> [SOURCE EXTRACT]

+===+

“He has perpetually occasion to rely on ideas which he has not had leisure to search to the bottom; for he is much more frequently aided by the opportunity of an idea than by its strict accuracy; and, in the long run, he risks less in making use of some false principles, than in spending his time in establishing all his principles on the basis of truth. The world is not led by long or learned demonstrations; a rapid glance at particular incidents, the daily study of the fleeting passions of the multitude, the accidents of the time, and the art of turning them to account, decide all its affairs.”
Conservative diatribe against the tenor of political discourse?
Traditionalist invective against new media and the decline of journalism?
Reactionary complaint against the culture of blogs and social media?
Curmudgeonly rant against all things digital?
This was from the pen of Alexis de Tocqueville writing in the early nineteenth century about the habits of mind induced by America’s democratic society.
Apparently ours was a temperament waiting for a medium to match.
Alexis de Tocqueville arrived in America on May 10, 1831. He departed on February 20, 1832. He spent 271 days in the United States; 15 others were spent in Canada. Then, over the next several years, he wrote one of the most perceptive interpretations of American life ever written, Democracy in America.
Tocqueville touched on almost every conceivable facet of American life with a view to understanding the character of American democracy which was still something of a novelty, and certainly not guaranteed to endure. He necessarily generalized from his limited experience, but he did so brilliantly. Reading Democracy in America today, one is left with the impression that he saw through to the soul of the young republic and many of his observations remain compelling.
The tenth chapter of the second volume (Democracy in America was a hefty work) is titled “Why The Americans Are More Addicted To Practical Than To Theoretical Science.” You may recall from the essays of Leo Marx on the emergence of the concept of technology, that in Tocqueville’s day technology had not yet taken on the multifaceted sematic role it serves today. Other words and phrases, such as practical science, were invoked to discuss the various realities that we would group under technology. In this chapter, then, we find Tocqueville turning his attention to the American fascination and facility with technology.

+===+

Object position labeling records
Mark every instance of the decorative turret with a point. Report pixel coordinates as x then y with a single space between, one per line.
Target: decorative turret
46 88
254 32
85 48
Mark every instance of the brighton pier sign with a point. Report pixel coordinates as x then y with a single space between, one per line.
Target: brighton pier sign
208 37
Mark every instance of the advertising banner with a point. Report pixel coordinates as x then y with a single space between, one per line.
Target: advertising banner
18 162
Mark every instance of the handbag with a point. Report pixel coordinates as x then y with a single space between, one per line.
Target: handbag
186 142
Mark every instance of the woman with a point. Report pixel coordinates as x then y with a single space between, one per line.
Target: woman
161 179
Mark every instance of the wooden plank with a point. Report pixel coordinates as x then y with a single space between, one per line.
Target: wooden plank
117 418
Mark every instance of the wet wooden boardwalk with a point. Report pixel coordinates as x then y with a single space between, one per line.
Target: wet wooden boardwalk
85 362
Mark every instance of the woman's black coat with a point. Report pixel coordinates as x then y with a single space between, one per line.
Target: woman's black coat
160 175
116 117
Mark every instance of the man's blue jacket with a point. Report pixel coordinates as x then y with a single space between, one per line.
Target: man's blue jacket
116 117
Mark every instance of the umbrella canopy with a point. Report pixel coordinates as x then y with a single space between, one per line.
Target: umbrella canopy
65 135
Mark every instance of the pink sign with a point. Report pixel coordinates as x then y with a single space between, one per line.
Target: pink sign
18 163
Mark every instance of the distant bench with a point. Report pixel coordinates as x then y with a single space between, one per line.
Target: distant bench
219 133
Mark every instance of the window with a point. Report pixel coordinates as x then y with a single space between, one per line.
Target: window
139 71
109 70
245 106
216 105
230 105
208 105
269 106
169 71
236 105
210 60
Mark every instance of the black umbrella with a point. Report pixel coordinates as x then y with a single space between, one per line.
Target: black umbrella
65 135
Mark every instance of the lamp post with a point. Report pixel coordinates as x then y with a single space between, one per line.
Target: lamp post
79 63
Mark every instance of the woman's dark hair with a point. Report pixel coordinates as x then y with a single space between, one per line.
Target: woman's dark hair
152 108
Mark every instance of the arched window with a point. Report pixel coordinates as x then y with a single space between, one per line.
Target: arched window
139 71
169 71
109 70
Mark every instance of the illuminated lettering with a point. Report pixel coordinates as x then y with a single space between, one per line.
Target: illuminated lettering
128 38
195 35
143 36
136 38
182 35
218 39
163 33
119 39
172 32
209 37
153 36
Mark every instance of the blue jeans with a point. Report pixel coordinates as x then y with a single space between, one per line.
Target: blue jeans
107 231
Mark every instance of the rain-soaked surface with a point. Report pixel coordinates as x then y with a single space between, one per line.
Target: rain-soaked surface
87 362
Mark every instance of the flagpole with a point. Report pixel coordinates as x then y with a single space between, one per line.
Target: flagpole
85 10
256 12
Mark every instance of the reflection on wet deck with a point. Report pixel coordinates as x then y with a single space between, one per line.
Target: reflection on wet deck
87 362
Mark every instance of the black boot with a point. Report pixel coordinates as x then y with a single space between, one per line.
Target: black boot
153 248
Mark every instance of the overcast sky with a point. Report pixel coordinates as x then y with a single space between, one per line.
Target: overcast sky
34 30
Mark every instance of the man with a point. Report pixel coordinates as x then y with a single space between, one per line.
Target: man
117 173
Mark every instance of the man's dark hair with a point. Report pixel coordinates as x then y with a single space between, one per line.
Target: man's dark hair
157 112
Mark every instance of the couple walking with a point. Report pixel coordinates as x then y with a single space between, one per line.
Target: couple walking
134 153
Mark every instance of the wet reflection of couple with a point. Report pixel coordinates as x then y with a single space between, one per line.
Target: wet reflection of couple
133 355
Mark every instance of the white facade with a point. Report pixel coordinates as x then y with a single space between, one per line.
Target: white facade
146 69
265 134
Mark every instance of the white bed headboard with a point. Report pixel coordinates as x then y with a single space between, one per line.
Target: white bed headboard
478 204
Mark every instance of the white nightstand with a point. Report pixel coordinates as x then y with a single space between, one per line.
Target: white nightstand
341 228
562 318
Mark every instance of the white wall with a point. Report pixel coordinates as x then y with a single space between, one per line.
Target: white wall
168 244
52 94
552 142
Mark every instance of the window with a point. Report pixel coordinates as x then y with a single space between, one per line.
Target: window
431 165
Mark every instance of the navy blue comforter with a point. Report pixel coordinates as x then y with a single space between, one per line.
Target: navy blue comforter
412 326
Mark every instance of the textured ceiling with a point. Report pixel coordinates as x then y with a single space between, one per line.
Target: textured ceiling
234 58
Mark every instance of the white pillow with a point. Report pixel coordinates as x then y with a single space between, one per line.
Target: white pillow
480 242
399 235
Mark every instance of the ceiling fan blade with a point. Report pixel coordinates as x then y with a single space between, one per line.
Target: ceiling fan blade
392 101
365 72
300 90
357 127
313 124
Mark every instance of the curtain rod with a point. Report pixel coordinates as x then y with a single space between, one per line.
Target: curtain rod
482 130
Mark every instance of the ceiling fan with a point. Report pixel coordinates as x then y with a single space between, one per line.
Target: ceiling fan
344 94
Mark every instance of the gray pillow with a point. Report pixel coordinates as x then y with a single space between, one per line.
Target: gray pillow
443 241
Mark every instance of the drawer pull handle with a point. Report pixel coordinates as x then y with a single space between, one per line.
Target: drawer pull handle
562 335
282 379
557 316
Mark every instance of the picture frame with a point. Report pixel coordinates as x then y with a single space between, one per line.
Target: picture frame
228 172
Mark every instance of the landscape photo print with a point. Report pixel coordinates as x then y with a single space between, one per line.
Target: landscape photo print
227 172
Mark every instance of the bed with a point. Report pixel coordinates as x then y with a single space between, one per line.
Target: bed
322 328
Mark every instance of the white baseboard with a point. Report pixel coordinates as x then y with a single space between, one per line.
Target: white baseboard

+===+

> [TASK INSTRUCTIONS]
A) In the essay on Tocqueville, on what date did Alexis de Tocqueville arrive in America?
B) Write a continuation of the essay on Tocqueville, starting right after its final sentence.

> [ANSWER SET]
A) May 10, 1831.

B)
As with all of the particularities of American society that Tocqueville discusses, he is mostly concerned to understand the consequences of the democratic political culture on the topic under consideration. At the outset of this chapter, for example, he notes that, “Equality begets in man the desire of judging of everything for himself: it gives him, in all things, a taste for the tangible and the real, a contempt for tradition and for forms.” And so it is with the culture of American science and technology.
To begin with, Tocqueville believes that the work of science may be divided into three types of endeavor:
“The first comprises the most theoretical principles, and those more abstract notions whose application is either unknown or very remote. The second is composed of those general truths which still belong to pure theory, but lead, nevertheless, by a straight and short road to practical results. Methods of application and means of execution make up the third.”
He concludes that Americans are quite good at the third, do a passable job at the second, and are least adept, but not altogether incompetent in the first. As best as I can judge, assuming the validity of his categories, this was not far off the mark. Tocqueville connects this with the absence of a leisured class:
“Nothing is more necessary to the culture of the higher sciences, or of the more elevated departments of science, than meditation; and nothing is less suited to meditation than the structure of democratic society. We do not find there, as amongst an aristocratic people, one class which clings to a state of repose because it is well off; and another which does not venture to stir because it despairs of improving its condition.”
Instead Americans are promiscuously active and, according to Tocqueville, “In the ages in which active life is the condition of almost everyone, men are therefore generally led to attach an excessive value to the rapid bursts and superficial conceptions of the intellect; and, on the other hand, to depreciate below their true standard its slower and deeper labors.”
Moreover, Tocqueville adds, “A desire to utilize knowledge is one thing; the pure desire to know is another.” Americans are decidedly in the former camp. Put otherwise, all of this means that America is much more likely to produce a Thomas Edison than an Albert Einstein. As a generalization, this seems about right still. I’m hard pressed to name theoreticians that Americans presently hold in high regard. Perhaps Stephen Hawking, but then again, he is not American. We venerate the likes of Steve Jobs and Bill Gates instead. The inventor-entrepreneur is still the preferred American icon.
Further on, Tocqueville once again leads with his familiar rough-and-ready brand of sociological analysis:
“The greater part of the men who constitute these nations are extremely eager in the pursuit of actual and physical gratification. As they are always dissatisfied with the position which they occupy, and are always free to leave it, they think of nothing but the means of changing their fortune, or of increasing it.”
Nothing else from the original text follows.